Recorded information below:
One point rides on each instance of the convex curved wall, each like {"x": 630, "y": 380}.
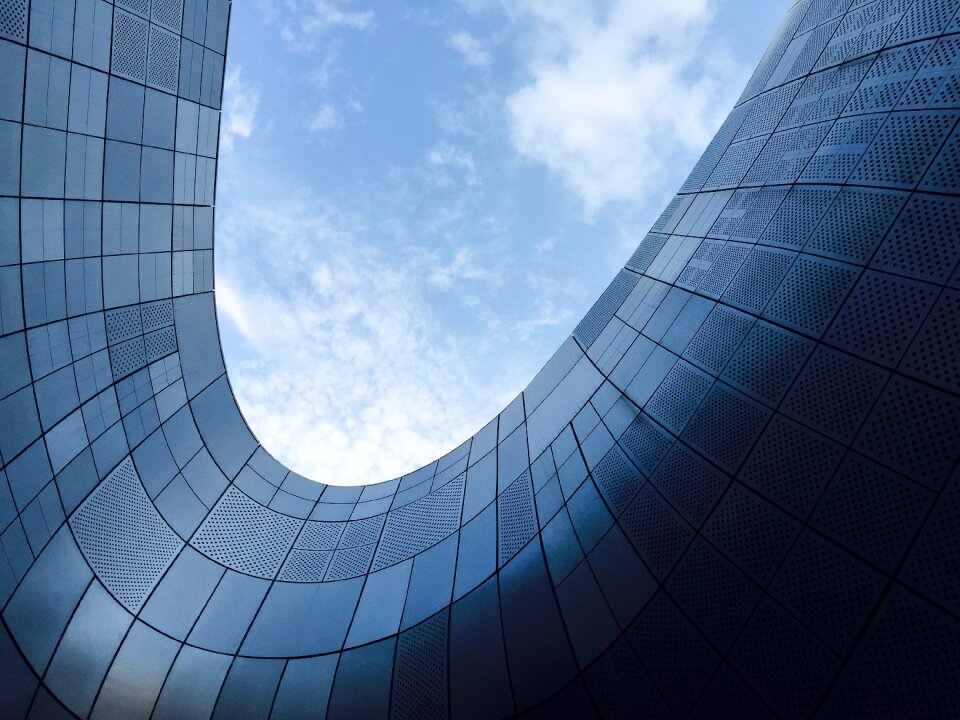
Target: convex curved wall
{"x": 733, "y": 492}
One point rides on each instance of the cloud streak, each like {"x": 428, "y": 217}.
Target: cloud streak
{"x": 617, "y": 90}
{"x": 379, "y": 385}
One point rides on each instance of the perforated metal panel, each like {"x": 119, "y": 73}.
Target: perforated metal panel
{"x": 420, "y": 671}
{"x": 129, "y": 46}
{"x": 13, "y": 19}
{"x": 245, "y": 536}
{"x": 420, "y": 524}
{"x": 516, "y": 520}
{"x": 752, "y": 510}
{"x": 123, "y": 536}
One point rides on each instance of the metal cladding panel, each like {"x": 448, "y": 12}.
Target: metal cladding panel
{"x": 733, "y": 492}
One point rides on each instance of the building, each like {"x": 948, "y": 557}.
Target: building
{"x": 732, "y": 492}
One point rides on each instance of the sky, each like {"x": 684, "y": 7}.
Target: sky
{"x": 417, "y": 201}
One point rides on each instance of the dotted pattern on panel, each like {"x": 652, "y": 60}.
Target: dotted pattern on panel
{"x": 123, "y": 324}
{"x": 927, "y": 18}
{"x": 751, "y": 532}
{"x": 944, "y": 172}
{"x": 766, "y": 111}
{"x": 828, "y": 589}
{"x": 881, "y": 317}
{"x": 700, "y": 264}
{"x": 797, "y": 216}
{"x": 871, "y": 511}
{"x": 123, "y": 536}
{"x": 791, "y": 465}
{"x": 140, "y": 7}
{"x": 351, "y": 562}
{"x": 617, "y": 479}
{"x": 658, "y": 533}
{"x": 645, "y": 443}
{"x": 157, "y": 315}
{"x": 420, "y": 671}
{"x": 420, "y": 524}
{"x": 785, "y": 662}
{"x": 689, "y": 483}
{"x": 813, "y": 45}
{"x": 811, "y": 293}
{"x": 825, "y": 94}
{"x": 717, "y": 339}
{"x": 734, "y": 164}
{"x": 129, "y": 46}
{"x": 821, "y": 11}
{"x": 786, "y": 154}
{"x": 733, "y": 212}
{"x": 904, "y": 667}
{"x": 604, "y": 308}
{"x": 722, "y": 270}
{"x": 716, "y": 595}
{"x": 361, "y": 532}
{"x": 913, "y": 429}
{"x": 904, "y": 148}
{"x": 852, "y": 479}
{"x": 160, "y": 343}
{"x": 168, "y": 13}
{"x": 243, "y": 535}
{"x": 306, "y": 565}
{"x": 164, "y": 63}
{"x": 887, "y": 80}
{"x": 855, "y": 224}
{"x": 678, "y": 396}
{"x": 127, "y": 357}
{"x": 619, "y": 685}
{"x": 842, "y": 149}
{"x": 936, "y": 83}
{"x": 13, "y": 19}
{"x": 935, "y": 220}
{"x": 516, "y": 516}
{"x": 725, "y": 427}
{"x": 833, "y": 393}
{"x": 934, "y": 564}
{"x": 761, "y": 210}
{"x": 934, "y": 355}
{"x": 758, "y": 278}
{"x": 320, "y": 535}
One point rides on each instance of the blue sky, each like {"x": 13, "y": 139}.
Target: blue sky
{"x": 418, "y": 201}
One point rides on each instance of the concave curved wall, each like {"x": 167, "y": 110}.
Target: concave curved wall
{"x": 733, "y": 492}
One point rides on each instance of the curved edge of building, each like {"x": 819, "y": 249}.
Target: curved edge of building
{"x": 732, "y": 492}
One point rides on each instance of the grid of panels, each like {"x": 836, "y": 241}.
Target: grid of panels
{"x": 754, "y": 512}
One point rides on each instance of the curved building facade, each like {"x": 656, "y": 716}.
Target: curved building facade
{"x": 732, "y": 492}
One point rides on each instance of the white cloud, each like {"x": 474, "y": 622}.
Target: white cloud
End of Recorded information.
Work instructions -> The lines to return are those in the entries above that include "white".

Your solution ->
One point rides on each instance of the white cloud, each like {"x": 474, "y": 622}.
Target: white cloud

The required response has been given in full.